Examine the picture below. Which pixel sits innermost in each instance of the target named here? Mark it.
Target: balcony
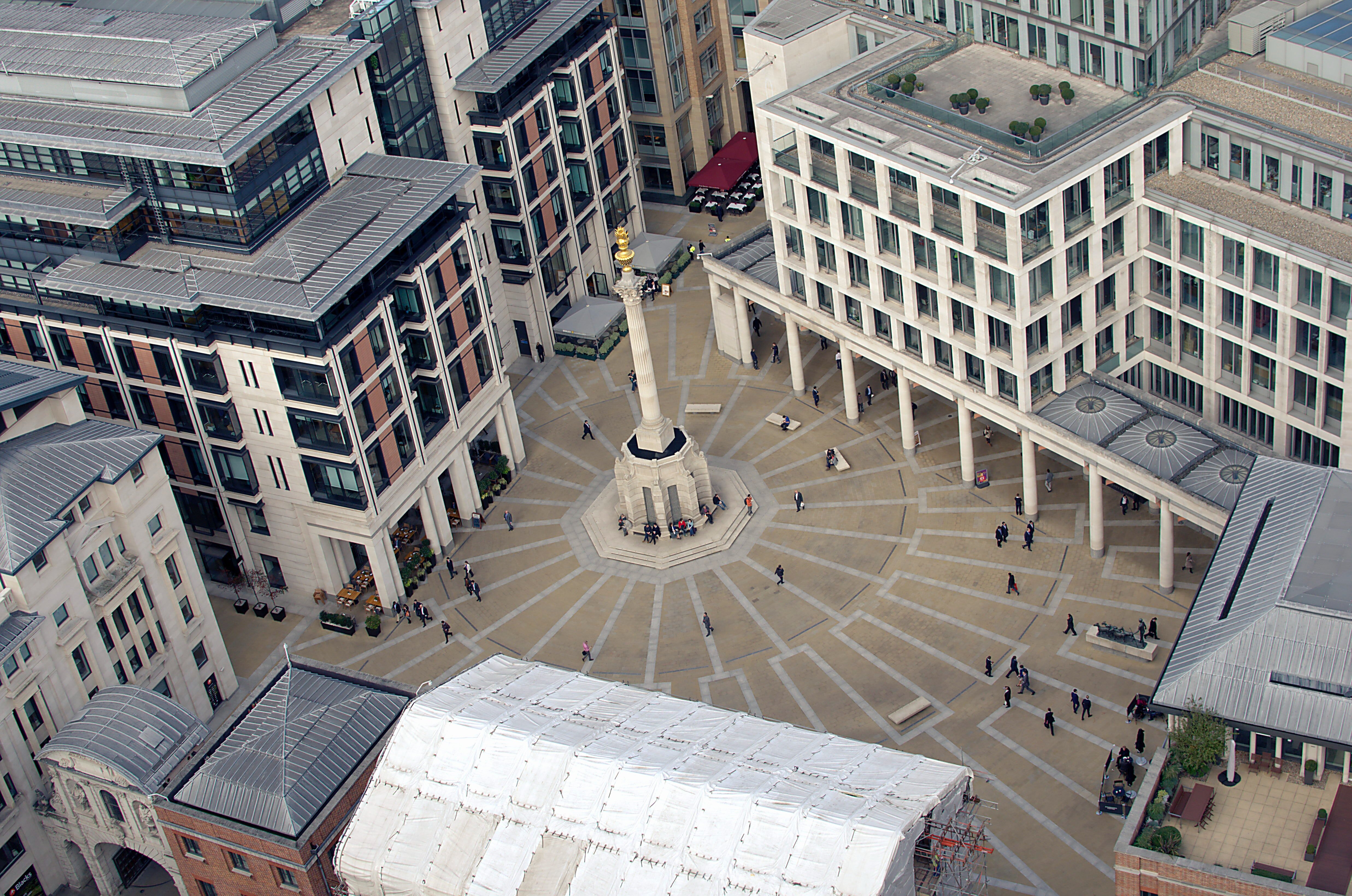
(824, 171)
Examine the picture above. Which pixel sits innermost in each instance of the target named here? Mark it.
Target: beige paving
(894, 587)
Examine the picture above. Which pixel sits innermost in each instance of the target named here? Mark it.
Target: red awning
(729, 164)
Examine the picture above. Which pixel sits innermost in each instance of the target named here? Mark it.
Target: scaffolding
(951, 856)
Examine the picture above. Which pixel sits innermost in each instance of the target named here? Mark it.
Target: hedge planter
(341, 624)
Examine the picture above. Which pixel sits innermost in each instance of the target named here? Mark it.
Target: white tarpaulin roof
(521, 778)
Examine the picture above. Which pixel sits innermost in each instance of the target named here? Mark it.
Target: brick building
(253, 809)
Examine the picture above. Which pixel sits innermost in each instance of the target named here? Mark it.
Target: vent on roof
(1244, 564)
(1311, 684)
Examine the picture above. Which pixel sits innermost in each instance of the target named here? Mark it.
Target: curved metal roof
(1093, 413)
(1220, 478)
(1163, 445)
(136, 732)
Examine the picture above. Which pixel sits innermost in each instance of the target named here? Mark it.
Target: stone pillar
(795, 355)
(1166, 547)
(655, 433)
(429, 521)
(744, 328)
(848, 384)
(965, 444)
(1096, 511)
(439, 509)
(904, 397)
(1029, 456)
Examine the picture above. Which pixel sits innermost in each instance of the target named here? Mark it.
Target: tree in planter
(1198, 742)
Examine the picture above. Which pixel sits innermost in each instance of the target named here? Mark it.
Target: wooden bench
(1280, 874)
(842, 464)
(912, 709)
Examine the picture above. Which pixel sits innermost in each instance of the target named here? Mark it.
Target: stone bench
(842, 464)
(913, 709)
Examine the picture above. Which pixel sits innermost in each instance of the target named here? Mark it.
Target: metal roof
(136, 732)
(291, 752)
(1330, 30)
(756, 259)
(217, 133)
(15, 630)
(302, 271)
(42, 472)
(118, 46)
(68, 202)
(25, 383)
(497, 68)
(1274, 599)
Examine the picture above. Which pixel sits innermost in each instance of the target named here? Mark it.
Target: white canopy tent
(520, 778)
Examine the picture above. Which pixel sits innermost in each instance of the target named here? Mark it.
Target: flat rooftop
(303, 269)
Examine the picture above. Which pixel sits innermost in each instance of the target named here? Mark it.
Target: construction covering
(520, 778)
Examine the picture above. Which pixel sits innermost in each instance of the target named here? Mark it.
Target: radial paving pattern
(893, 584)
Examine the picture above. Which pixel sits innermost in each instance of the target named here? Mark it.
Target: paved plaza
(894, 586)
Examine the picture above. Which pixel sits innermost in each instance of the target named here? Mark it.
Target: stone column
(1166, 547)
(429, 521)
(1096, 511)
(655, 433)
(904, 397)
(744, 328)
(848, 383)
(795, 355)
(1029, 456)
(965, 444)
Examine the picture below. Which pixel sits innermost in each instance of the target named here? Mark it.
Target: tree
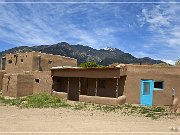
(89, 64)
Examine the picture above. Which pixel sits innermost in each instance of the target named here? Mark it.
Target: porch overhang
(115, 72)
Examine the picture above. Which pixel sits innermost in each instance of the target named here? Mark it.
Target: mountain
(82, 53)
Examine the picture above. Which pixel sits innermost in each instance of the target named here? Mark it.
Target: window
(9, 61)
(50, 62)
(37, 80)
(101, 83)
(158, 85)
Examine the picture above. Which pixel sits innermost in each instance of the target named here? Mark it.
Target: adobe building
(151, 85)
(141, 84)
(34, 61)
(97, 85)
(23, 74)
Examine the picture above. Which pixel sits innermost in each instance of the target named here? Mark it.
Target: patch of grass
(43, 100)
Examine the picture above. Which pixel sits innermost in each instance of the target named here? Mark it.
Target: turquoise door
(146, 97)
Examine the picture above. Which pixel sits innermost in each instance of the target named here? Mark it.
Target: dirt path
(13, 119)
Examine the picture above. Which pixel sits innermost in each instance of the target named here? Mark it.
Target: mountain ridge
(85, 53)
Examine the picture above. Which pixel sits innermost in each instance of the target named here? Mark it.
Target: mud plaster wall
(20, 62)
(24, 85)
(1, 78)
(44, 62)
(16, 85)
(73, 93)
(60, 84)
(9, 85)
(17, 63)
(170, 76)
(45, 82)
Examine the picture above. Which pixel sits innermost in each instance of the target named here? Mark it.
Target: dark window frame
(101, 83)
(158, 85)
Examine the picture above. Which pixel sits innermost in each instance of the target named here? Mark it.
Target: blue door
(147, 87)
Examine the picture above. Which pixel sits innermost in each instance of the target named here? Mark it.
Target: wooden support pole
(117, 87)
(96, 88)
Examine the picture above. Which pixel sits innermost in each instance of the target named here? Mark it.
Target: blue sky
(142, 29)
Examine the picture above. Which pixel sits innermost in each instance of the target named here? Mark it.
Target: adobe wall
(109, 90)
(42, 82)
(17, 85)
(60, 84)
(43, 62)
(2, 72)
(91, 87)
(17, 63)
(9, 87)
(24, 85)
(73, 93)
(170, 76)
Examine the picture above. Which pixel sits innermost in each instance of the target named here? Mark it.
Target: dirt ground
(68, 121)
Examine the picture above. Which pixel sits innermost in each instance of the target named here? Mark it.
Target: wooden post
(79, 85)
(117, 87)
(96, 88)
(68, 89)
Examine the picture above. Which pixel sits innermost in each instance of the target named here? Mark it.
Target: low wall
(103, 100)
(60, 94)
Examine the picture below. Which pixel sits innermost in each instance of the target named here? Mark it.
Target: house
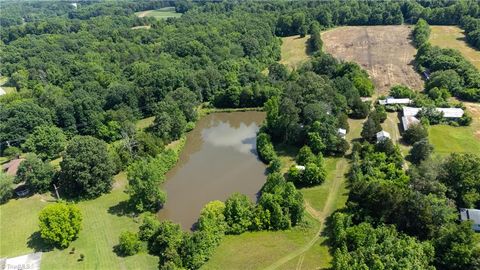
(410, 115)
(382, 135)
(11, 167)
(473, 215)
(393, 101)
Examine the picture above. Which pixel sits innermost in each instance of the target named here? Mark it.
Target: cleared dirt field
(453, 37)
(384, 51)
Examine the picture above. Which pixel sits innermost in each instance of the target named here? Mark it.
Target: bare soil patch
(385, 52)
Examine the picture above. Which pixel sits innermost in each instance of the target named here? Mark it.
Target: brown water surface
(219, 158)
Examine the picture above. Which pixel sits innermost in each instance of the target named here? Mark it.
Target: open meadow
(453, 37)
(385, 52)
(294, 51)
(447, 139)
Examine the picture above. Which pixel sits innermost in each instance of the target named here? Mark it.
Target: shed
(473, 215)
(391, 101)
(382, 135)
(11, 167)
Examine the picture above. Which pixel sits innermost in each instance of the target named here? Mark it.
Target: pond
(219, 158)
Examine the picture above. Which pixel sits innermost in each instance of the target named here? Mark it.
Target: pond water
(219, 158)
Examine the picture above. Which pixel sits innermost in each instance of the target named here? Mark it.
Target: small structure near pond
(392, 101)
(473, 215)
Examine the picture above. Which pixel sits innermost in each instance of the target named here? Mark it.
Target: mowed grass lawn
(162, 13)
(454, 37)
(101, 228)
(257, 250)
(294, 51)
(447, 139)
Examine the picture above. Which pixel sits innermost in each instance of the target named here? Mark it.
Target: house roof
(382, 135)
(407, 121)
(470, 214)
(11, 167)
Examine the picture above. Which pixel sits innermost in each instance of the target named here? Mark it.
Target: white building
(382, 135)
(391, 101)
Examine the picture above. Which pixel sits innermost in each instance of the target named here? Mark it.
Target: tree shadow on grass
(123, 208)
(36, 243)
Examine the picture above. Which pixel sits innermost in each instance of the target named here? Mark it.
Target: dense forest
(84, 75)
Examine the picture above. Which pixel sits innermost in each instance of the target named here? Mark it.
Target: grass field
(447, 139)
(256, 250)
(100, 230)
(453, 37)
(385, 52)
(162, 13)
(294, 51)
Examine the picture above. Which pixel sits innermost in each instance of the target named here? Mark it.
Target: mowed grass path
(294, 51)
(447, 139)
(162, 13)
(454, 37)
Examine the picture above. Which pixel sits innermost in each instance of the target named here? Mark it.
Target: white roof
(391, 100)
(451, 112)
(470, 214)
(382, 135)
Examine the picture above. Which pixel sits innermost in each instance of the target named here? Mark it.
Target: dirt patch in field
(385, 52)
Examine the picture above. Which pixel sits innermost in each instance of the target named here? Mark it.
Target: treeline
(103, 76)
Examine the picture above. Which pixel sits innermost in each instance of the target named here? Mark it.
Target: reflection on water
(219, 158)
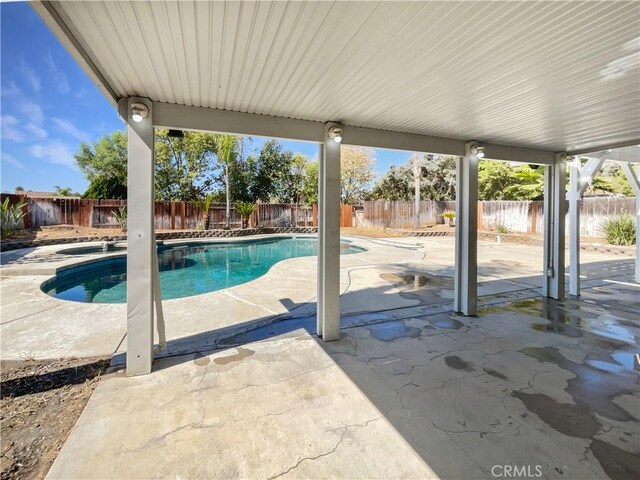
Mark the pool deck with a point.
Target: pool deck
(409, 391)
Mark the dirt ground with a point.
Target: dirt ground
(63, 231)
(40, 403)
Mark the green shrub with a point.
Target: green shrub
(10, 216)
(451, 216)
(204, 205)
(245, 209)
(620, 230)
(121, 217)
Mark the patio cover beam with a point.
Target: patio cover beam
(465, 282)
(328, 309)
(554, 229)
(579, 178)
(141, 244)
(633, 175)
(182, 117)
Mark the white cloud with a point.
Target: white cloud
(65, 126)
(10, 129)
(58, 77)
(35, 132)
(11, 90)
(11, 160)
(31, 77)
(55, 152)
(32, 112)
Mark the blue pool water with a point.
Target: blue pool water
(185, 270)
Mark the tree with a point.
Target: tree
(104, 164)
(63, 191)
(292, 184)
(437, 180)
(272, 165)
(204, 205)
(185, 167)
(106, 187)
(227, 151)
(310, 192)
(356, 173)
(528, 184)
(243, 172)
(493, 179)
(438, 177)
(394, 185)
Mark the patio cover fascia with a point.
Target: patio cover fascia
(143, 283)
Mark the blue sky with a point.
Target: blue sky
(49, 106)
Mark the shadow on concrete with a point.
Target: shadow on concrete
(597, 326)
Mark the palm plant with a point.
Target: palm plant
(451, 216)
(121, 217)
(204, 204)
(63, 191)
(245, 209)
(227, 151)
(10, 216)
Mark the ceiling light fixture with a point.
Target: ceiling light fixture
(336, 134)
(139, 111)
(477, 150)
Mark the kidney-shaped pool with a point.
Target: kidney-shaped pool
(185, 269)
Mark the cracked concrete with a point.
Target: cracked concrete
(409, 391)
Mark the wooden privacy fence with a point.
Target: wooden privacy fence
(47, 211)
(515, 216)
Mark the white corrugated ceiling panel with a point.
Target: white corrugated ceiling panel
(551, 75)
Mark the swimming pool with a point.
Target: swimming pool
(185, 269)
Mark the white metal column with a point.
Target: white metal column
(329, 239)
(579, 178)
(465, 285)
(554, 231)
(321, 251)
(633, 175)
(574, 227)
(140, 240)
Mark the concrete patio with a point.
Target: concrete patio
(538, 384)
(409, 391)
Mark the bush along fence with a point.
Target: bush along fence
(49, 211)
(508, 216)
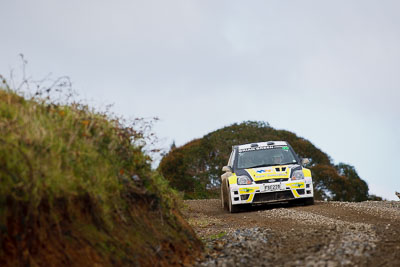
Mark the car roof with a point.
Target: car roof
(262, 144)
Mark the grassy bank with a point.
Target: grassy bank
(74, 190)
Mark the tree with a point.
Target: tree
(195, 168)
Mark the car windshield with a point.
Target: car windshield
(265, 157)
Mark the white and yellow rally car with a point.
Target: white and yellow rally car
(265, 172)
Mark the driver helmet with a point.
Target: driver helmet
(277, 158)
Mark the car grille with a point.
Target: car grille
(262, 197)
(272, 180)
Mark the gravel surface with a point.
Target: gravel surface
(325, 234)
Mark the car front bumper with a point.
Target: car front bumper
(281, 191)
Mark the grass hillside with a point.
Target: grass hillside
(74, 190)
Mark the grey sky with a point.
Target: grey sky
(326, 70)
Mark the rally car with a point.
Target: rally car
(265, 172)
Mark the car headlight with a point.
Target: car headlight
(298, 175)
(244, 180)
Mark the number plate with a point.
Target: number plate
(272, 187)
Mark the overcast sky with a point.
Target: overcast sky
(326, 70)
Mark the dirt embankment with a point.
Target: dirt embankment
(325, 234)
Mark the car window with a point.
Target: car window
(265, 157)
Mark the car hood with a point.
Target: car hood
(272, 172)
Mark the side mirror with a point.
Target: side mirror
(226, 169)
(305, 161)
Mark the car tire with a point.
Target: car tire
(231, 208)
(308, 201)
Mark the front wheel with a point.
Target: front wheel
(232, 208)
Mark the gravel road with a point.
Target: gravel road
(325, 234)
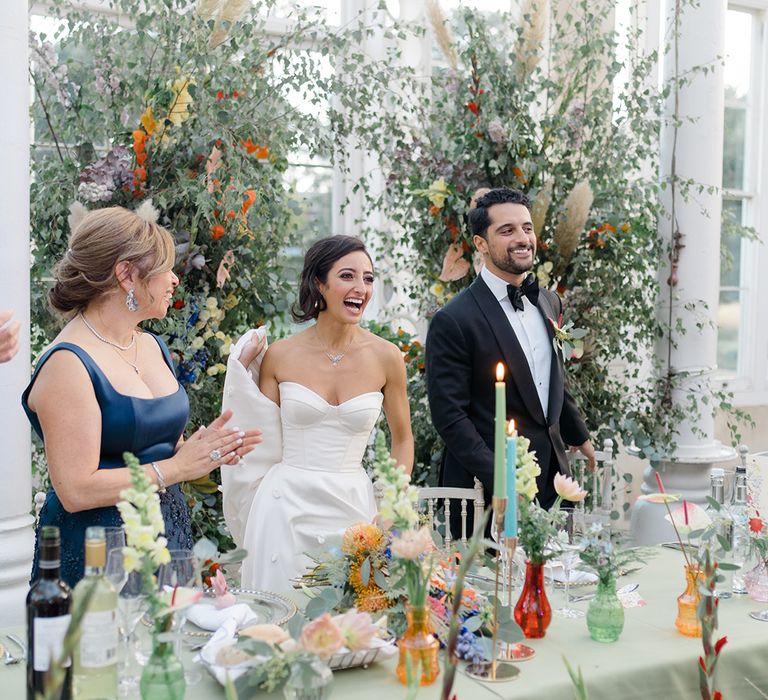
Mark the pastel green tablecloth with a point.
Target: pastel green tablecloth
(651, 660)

- _Directions for this task_
Everything from the line containing "Mark the front wheel with a point." to the last line of the listing above must be reproduced exactly, with no pictures included.

- _Answer box_
Mark the front wheel with a point.
Target: front wheel
(232, 208)
Mark the gravel road with a point.
Target: gravel road
(325, 234)
Mark the pastel green tablecloth with a point.
Target: pastel green tablecloth
(651, 660)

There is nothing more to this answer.